→ Requirements:
Reproduce the passage of the in-store shopper analytics text below between "- Collect up-to-date" and "terabytes of data.", inclusive.

→ Extract to read:

(begin)

Introduction
This solution provides a real-time processing and analytics capability in order to sense, analyze and connect with browsing shoppers and offering them contextually relevant shopping experiences.
Customer & Background
Our customer (retailer) required a solution to analyze high-volume shopper events in-store, correlating with and learning from data revealing past preferences in order to offer promotions and useful product information to the shopper. The retailer required this solution in real-time.
- Collect in-store shopper activity data from sensors as JSON
- Detect the shopper’s exact location
- Map merchandise in relation to shopper location
- Retrieve promotions (coupons, discounts and offers) applicable to the merchandise at shopper’s location and determine relevance to shopper
- Send promotions to Gateway then to shopper depending on relevance and other product information for consumer engagement
The system required the following in Batch Mode in order to deliver optimal shopper experience:
- Collect store-specific promotions (coupons, discounts and offers)
- Collect up-to-date store catalog data
- Index for quick access
- Collect competitive information
- Evaluate product and price information in relation to the market/competition
- Examine user profiles and preferences for promotional relevancy
- Learning of user purchase patterns and responses over time
VOLUMES
- Process thousands to millions of events per second. Compute relevancy using predictive models over terabytes of data.

(end)

→ Dataset extract:
(begin)

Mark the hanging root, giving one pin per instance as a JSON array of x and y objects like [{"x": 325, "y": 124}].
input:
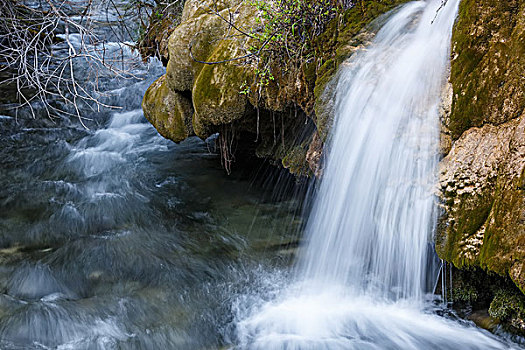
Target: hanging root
[{"x": 226, "y": 143}]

(end)

→ The answer:
- Collect up-to-date store catalog data
- Index for quick access
- Collect competitive information
- Evaluate product and price information in relation to the market/competition
- Examine user profiles and preferences for promotional relevancy
- Learning of user purchase patterns and responses over time
VOLUMES
- Process thousands to millions of events per second. Compute relevancy using predictive models over terabytes of data.